= National symbols of Bhutan =

The National Symbols of Bhutan include the national flag, national emblem, national anthem, and the mythical druk thunder featured in all three. Other distinctive symbols of Bhutan and its dominant Ngalop culture include Dzongkha, the national language; the Bhutanese monarchy; and the Driglam Namzha, a seventeenth-century code on dress, etiquette, and dzong architecture. Natural symbols of Bhutan are its national flower, the Himalayan blue poppy; its national tree, the Himalayan cypress; its national bird, the raven; and its national animal, the takin.

These national symbols are established variously by law and tradition. While most laws codifying the national symbols of Bhutan such as the flag, emblem, and national anthem are modern, the tradition behind many of them is much older than the kingdom itself, deriving from Buddhist mythology. The druk thunder dragon is heavily associated with the Bhutanese state religion and has symbolized Bhutan ("Druk-yul") in particular since the late twelfth century. Traditional natural symbols, such as the raven and Himalayan cypress, possess not only admired characteristics, but religious meanings as well.

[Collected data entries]
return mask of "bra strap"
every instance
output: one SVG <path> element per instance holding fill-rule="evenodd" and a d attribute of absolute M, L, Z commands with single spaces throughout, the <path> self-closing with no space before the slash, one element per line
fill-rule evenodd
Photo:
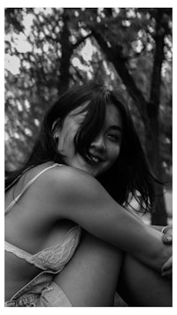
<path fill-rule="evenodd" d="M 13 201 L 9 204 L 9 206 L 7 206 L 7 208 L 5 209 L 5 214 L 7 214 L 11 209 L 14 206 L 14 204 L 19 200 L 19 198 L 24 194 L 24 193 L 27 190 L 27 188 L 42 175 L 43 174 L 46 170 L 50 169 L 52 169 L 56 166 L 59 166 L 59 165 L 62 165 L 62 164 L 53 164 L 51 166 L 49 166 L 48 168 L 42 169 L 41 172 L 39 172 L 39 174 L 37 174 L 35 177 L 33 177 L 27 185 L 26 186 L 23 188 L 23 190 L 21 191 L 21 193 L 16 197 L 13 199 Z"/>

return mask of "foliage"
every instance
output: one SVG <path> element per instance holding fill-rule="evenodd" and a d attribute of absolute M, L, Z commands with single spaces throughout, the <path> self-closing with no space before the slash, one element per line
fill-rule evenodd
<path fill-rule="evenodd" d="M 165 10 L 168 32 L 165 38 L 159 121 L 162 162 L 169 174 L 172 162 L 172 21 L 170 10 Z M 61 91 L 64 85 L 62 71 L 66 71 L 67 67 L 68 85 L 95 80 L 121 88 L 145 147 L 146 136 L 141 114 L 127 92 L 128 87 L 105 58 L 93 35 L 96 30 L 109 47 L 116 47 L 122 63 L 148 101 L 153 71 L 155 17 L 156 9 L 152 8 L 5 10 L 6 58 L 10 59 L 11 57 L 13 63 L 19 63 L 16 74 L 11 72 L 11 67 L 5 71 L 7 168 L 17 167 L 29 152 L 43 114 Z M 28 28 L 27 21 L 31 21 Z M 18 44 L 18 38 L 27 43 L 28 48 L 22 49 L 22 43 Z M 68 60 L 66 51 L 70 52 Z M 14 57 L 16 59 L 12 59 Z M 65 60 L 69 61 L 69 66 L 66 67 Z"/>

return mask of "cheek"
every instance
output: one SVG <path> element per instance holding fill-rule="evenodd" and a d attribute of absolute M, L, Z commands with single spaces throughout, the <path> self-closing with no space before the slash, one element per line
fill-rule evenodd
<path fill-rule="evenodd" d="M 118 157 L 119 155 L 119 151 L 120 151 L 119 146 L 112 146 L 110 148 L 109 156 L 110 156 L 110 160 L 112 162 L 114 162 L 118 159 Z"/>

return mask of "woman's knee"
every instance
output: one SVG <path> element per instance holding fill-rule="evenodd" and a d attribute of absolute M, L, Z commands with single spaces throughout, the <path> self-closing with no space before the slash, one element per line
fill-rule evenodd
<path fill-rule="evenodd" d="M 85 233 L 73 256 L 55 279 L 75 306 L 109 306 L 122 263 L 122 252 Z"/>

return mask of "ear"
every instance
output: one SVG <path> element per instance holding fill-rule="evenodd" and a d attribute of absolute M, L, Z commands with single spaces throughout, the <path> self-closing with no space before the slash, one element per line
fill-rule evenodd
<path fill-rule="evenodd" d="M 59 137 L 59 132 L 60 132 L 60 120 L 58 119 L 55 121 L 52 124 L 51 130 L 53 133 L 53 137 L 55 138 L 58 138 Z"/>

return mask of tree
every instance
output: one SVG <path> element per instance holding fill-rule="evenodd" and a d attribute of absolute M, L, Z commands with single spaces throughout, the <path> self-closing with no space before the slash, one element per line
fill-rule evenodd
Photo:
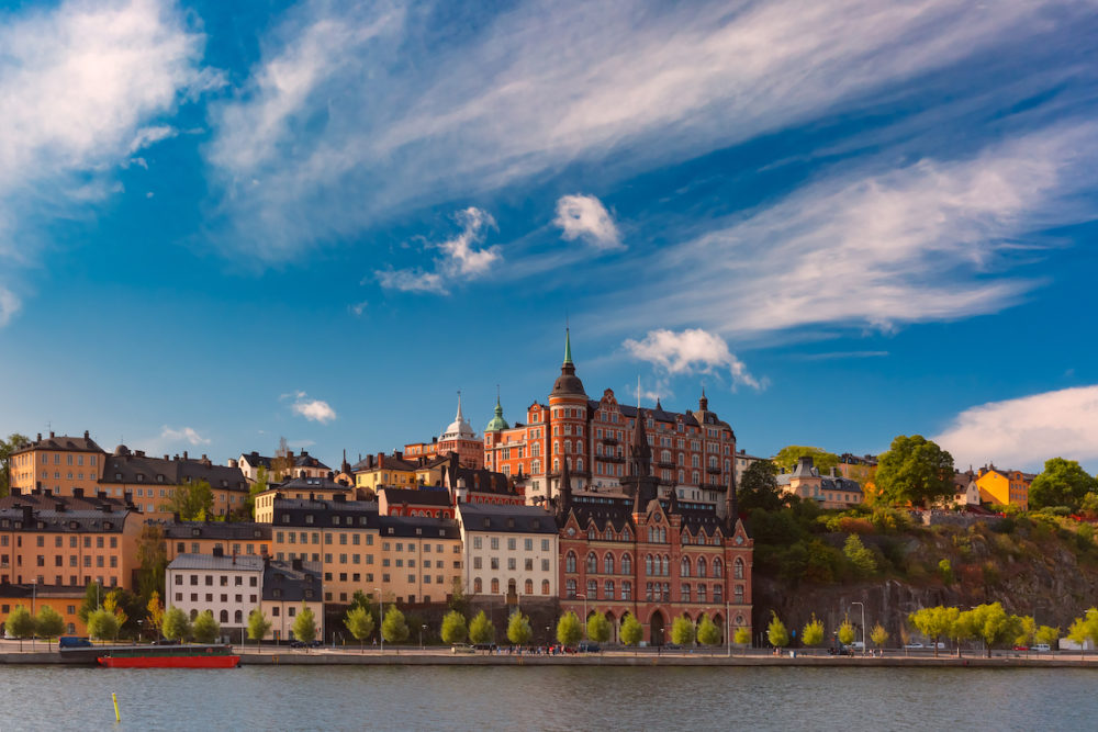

ASSIGNMENT:
Answer these questions using the text on Bhutan's national symbols.
(a) What is the national bird of Bhutan?
(b) In which century was the Driglam Namzha code written?
(c) Since when has the druk thunder dragon symbolized Bhutan in particular?
The material above is separate from the text on Bhutan's national symbols and is unrelated to it.

ANSWER BOX:
(a) The raven.
(b) The seventeenth century.
(c) Since the late twelfth century.